__Given instruction__: Scale up the records below: write out every line again in full, multiplying each x and y coordinate of the marked points by 2.5 and rounding to whole numbers, with halves rounded up. Leave out the pictures.

__Data provided__:
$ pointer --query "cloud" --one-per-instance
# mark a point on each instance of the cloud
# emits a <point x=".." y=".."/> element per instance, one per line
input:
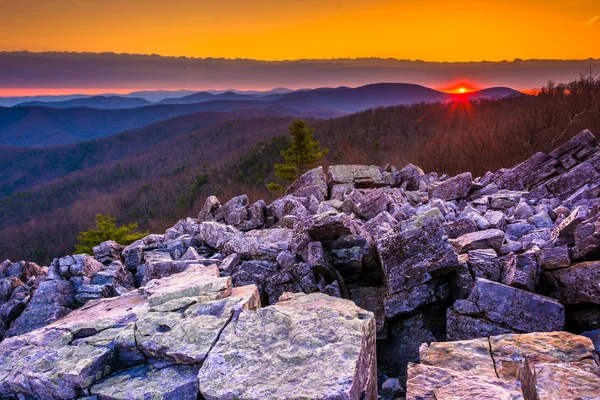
<point x="591" y="21"/>
<point x="88" y="70"/>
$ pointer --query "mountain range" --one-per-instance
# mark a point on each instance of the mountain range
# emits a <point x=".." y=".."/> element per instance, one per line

__Output of the task__:
$ pointer --query "cloud" --one-per-instance
# mark a point on each instance of the cloud
# emits a <point x=".." y=".."/> element per instance, one per line
input:
<point x="1478" y="53"/>
<point x="220" y="175"/>
$ pointer --query "mountain range" --one-per-instance
# mark a point on each instance of the mountain range
# emits a <point x=".." y=".."/> element per instance, one per line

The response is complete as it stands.